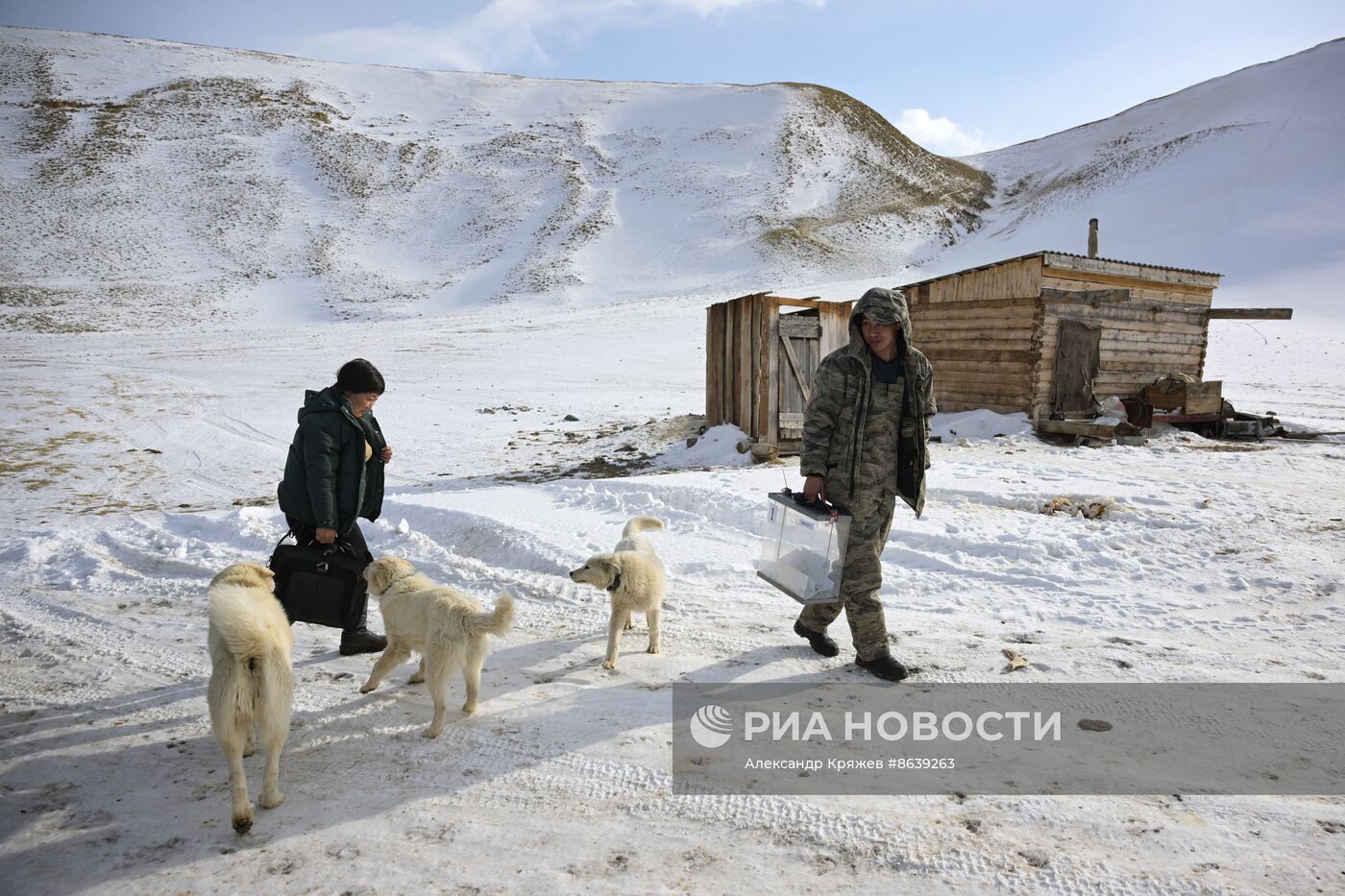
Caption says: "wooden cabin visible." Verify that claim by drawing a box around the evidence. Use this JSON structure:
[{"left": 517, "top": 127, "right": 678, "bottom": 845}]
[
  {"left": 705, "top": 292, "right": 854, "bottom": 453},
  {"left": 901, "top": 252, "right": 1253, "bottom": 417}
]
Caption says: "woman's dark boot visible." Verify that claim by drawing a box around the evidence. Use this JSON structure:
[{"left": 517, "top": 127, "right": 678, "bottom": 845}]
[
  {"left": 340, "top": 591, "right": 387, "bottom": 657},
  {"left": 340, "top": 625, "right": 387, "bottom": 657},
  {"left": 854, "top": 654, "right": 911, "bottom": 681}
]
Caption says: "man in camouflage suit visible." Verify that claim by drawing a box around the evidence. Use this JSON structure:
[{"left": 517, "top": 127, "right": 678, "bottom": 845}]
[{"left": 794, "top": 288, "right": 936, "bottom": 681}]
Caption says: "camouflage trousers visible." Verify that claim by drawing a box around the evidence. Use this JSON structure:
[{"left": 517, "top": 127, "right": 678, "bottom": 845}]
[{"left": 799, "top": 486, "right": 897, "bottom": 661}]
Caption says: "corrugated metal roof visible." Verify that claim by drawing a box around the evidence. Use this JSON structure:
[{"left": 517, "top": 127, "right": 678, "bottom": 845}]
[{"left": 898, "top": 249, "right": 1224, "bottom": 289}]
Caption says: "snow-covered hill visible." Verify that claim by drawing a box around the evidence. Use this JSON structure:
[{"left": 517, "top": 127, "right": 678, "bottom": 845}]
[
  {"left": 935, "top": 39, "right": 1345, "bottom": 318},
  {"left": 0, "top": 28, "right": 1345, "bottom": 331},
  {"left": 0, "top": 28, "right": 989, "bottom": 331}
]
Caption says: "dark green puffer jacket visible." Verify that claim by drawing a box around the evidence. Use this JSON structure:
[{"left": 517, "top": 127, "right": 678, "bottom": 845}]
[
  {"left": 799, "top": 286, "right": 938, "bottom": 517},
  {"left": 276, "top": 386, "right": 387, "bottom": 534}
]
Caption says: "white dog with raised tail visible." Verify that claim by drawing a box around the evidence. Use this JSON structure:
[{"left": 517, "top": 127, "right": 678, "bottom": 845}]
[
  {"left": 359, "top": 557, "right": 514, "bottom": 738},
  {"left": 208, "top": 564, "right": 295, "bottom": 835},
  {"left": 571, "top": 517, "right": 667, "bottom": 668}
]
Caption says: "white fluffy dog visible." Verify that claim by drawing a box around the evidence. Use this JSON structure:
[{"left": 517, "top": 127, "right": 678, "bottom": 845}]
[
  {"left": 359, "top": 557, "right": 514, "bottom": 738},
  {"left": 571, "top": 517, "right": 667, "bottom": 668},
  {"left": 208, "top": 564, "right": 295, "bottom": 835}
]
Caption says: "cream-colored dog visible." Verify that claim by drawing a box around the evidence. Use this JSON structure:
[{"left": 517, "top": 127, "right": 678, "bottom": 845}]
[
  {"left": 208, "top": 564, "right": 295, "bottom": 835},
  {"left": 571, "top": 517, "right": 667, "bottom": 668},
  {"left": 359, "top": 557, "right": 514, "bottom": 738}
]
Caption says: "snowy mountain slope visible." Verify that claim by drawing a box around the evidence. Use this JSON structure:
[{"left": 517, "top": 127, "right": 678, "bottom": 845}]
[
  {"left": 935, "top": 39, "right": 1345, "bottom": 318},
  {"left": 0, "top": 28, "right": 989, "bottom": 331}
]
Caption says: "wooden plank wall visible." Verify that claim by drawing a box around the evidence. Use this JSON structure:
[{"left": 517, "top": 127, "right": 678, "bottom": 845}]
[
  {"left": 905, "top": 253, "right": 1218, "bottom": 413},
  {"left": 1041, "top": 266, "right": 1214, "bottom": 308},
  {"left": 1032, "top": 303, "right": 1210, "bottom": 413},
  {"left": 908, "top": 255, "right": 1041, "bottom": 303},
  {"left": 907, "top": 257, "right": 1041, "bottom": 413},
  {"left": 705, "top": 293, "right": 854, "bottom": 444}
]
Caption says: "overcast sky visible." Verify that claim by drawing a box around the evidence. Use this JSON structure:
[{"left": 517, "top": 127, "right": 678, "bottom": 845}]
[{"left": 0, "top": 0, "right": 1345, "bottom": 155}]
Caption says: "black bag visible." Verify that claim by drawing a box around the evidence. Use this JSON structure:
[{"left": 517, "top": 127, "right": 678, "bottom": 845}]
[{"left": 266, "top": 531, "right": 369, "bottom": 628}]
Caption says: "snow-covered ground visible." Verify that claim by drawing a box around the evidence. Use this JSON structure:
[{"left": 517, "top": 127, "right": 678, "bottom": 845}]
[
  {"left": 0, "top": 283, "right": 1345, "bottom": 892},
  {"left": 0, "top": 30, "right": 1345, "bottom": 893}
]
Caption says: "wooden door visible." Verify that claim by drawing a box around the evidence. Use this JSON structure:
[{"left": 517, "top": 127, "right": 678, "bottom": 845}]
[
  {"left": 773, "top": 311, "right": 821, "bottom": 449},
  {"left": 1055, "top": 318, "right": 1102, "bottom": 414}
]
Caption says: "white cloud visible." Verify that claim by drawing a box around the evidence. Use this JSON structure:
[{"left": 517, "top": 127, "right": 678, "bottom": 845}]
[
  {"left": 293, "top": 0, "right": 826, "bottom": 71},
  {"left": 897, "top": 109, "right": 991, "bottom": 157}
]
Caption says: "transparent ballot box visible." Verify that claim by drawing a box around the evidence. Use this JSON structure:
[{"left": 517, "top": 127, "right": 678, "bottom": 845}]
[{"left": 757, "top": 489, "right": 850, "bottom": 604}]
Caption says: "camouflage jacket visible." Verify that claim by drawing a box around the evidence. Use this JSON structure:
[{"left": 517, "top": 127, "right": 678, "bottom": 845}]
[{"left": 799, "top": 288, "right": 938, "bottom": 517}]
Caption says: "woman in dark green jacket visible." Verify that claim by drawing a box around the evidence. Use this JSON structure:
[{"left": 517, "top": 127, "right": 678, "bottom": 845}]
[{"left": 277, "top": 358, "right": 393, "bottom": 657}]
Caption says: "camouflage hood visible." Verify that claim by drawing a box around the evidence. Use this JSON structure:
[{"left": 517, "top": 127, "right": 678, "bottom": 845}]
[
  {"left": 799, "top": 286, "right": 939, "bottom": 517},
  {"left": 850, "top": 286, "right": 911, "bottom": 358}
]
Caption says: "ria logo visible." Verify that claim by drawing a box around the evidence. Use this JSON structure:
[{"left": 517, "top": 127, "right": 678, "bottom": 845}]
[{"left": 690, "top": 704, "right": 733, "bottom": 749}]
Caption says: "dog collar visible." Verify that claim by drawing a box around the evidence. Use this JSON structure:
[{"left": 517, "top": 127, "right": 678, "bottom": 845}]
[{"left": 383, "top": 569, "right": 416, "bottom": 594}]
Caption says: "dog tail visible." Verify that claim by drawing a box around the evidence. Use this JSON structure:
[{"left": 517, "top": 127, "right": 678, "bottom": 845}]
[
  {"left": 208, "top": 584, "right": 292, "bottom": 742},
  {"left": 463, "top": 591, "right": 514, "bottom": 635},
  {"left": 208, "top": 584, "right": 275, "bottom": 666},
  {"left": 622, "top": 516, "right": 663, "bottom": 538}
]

---

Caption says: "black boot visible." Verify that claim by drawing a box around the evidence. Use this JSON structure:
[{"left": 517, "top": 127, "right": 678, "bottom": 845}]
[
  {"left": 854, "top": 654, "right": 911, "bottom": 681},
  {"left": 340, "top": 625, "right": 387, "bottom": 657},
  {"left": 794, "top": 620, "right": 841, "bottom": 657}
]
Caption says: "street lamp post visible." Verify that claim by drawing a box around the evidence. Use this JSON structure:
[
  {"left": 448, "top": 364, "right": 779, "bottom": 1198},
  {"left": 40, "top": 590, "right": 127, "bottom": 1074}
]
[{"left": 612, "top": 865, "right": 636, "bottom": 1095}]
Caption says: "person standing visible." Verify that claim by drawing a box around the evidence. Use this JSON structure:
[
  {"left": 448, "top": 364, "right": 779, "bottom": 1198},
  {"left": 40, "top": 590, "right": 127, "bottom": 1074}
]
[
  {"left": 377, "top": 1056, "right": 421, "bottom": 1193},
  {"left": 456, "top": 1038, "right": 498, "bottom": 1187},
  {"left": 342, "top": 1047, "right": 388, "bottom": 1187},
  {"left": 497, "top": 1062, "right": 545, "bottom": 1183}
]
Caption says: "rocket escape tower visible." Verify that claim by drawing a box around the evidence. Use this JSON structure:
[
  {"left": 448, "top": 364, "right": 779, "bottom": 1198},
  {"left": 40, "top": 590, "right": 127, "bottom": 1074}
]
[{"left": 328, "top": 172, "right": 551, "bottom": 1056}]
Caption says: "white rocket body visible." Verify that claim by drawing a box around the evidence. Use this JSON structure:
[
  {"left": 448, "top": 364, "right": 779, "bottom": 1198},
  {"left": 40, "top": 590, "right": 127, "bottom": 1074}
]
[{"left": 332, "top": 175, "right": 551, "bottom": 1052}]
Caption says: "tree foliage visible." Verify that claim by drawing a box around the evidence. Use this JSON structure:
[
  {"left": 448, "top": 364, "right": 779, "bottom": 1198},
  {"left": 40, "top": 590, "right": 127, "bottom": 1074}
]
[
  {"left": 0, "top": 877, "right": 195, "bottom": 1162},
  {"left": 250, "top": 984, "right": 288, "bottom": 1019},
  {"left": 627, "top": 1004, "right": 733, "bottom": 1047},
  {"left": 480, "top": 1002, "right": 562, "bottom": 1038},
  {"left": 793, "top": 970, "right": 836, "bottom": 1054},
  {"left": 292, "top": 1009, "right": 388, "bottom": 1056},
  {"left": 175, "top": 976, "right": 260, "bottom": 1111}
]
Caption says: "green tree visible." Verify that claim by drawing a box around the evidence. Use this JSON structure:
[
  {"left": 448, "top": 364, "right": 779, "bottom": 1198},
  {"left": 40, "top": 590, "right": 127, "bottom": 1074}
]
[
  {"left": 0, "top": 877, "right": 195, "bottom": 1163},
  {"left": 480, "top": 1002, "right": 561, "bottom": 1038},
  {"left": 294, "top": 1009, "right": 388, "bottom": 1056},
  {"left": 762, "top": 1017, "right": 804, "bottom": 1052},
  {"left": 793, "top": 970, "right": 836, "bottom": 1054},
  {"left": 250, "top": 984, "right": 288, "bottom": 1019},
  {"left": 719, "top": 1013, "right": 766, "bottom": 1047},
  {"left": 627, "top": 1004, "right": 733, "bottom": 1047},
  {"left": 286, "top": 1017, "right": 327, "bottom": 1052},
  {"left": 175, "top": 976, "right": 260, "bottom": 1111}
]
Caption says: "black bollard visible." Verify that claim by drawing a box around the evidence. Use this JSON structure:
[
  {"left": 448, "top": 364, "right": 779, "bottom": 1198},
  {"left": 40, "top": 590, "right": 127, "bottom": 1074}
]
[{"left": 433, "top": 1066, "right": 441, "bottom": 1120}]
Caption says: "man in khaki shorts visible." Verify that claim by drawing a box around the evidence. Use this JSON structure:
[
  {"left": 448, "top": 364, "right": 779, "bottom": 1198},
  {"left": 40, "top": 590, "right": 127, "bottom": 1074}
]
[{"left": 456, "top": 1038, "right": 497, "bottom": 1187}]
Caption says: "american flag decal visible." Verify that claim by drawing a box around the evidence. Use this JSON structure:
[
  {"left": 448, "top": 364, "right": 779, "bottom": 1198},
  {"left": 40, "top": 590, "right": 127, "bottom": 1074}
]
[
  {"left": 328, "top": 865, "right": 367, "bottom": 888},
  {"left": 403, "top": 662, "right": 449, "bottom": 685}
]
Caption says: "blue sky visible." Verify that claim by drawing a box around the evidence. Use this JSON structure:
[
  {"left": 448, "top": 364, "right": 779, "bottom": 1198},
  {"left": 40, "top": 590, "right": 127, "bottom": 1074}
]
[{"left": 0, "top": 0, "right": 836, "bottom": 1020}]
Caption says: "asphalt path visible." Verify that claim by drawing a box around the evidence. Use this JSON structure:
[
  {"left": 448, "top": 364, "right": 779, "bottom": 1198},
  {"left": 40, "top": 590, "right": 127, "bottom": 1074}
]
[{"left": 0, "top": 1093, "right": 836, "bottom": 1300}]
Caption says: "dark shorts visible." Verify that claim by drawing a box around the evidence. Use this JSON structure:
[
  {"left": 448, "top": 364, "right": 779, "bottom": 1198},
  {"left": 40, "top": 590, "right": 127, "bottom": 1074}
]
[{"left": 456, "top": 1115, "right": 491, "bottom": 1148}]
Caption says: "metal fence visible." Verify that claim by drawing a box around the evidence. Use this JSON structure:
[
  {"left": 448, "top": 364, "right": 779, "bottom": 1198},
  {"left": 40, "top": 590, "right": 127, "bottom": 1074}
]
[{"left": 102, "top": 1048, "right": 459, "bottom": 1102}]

==

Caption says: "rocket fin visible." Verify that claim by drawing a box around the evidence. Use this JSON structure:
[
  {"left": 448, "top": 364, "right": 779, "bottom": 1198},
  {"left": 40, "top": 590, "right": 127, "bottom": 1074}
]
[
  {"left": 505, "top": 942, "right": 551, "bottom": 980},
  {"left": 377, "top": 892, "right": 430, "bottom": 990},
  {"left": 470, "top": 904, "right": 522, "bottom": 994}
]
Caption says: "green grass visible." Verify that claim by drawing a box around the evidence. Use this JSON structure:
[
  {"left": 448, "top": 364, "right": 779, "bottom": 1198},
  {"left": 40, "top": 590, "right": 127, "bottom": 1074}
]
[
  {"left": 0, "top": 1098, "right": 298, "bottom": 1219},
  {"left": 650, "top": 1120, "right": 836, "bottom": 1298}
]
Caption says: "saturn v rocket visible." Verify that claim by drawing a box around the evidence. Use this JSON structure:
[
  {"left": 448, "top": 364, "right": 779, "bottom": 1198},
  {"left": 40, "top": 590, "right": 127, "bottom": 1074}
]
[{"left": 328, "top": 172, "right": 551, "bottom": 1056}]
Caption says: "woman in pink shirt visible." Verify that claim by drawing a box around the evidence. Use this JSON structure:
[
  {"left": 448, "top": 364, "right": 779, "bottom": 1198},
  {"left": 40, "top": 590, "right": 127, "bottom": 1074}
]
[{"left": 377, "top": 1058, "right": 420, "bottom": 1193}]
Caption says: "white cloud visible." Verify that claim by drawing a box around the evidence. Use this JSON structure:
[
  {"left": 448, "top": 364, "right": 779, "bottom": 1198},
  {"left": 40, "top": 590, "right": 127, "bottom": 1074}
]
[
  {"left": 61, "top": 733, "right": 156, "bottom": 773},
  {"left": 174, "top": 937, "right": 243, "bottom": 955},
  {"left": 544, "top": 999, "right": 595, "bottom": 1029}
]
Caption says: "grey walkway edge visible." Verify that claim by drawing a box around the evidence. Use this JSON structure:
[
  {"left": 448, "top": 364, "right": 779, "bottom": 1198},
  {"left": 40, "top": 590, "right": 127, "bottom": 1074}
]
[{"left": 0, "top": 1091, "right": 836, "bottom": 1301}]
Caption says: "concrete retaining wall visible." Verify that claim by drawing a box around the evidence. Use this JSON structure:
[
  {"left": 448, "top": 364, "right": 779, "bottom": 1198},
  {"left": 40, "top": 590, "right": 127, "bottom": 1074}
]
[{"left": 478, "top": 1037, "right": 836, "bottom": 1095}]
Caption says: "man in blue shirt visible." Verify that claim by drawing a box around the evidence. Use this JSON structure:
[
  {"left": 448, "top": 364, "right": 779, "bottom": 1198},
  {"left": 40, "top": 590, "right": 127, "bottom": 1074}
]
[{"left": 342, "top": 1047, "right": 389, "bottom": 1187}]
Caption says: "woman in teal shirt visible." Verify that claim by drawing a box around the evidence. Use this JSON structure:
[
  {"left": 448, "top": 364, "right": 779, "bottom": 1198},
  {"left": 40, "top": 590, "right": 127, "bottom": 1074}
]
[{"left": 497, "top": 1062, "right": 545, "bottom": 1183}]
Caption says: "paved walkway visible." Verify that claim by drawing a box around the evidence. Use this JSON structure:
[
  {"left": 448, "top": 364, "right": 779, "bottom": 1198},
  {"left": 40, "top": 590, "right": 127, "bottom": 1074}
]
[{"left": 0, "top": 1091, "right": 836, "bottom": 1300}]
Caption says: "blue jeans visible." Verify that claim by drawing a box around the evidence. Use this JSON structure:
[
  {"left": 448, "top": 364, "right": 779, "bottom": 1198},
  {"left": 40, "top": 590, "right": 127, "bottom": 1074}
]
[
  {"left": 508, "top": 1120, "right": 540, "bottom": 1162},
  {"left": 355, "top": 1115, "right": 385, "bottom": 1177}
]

**AIM OF THE EXERCISE**
State how many lines in the entries above contain the word "jacket", giving only the number.

**RESULT OF THE TASK**
3